「[indicate] the weathered」を含む行からエントリの最後までを、依頼文も含めてすべて書き直しなさい。その際、解答にある座標の数値はすべて0.55倍に換算し、四捨五入(0.5は切り上げ)で整数にすること。
──────── 提供エントリ
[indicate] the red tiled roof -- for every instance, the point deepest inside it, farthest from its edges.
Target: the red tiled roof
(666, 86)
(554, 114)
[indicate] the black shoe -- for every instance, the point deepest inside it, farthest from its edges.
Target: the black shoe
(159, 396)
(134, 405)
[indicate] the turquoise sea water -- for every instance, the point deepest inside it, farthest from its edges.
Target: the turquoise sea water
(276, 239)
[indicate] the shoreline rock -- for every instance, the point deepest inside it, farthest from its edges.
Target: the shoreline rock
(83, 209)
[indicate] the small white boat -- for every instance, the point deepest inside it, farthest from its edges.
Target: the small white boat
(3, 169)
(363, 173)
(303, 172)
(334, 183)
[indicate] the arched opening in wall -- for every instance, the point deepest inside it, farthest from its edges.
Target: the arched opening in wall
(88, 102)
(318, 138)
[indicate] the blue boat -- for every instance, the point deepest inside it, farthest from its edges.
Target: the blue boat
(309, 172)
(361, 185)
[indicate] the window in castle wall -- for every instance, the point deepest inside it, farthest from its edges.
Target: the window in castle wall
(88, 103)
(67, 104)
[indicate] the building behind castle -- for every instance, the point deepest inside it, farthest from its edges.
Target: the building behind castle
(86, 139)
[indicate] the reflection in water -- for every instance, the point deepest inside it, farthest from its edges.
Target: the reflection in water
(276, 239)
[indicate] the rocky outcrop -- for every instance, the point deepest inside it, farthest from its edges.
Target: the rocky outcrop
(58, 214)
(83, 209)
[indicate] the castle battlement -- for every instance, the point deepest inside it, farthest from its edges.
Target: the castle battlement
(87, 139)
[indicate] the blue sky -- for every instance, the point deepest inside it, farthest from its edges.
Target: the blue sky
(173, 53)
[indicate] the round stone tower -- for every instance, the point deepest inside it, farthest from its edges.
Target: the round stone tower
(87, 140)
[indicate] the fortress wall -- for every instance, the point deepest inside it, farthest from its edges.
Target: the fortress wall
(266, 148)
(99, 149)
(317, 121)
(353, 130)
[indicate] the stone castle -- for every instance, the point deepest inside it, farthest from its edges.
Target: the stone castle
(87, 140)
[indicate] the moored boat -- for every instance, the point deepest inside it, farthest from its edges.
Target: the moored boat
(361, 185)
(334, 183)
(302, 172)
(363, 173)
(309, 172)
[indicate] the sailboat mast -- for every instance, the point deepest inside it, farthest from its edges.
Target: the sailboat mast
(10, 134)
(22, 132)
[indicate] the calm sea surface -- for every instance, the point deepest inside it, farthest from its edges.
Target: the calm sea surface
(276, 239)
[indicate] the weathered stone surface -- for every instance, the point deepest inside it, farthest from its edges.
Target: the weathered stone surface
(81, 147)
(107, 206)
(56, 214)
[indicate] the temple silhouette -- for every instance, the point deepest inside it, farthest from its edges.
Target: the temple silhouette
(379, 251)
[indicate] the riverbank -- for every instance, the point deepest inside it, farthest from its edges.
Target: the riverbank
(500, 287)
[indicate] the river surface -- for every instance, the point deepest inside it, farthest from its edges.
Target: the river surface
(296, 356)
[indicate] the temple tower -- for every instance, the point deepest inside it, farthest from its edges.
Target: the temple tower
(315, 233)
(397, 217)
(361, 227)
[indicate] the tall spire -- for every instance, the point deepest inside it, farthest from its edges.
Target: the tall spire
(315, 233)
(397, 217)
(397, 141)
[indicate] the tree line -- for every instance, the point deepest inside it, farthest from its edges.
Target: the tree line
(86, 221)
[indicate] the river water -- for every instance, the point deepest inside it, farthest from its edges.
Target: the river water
────────────────
_本課題の解答_.
[indicate] the weathered stone surface -- for every instance, the point deepest inside it, farthest from its edges.
Target: the weathered stone surface
(45, 81)
(59, 113)
(31, 118)
[indicate] the temple silhouette -- for every instance, the point deepest inside it, farthest from its edges.
Target: the temple silhouette
(208, 138)
[indicate] the riverbank -- for every instance, the point deepest inside it, farthest from its edges.
Target: the riverbank
(275, 158)
[indicate] the river surface -- for every instance, the point deepest inside it, farthest from its edges.
Target: the river surface
(163, 196)
[indicate] the temple tower -- for every instance, the point deepest inside it, farthest from its edges.
Target: the temple tower
(173, 128)
(218, 119)
(199, 125)
[indicate] the tall spire -- for every instance, the point deepest inside it, farthest from its edges.
Target: the tall spire
(173, 128)
(218, 119)
(218, 78)
[indicate] the tree line -- for every instance, the point deepest inside it, farthest from its edges.
Target: the tree line
(47, 122)
[indicate] the river water -- for every instance, the point deepest inside it, farthest from its edges.
Target: the river water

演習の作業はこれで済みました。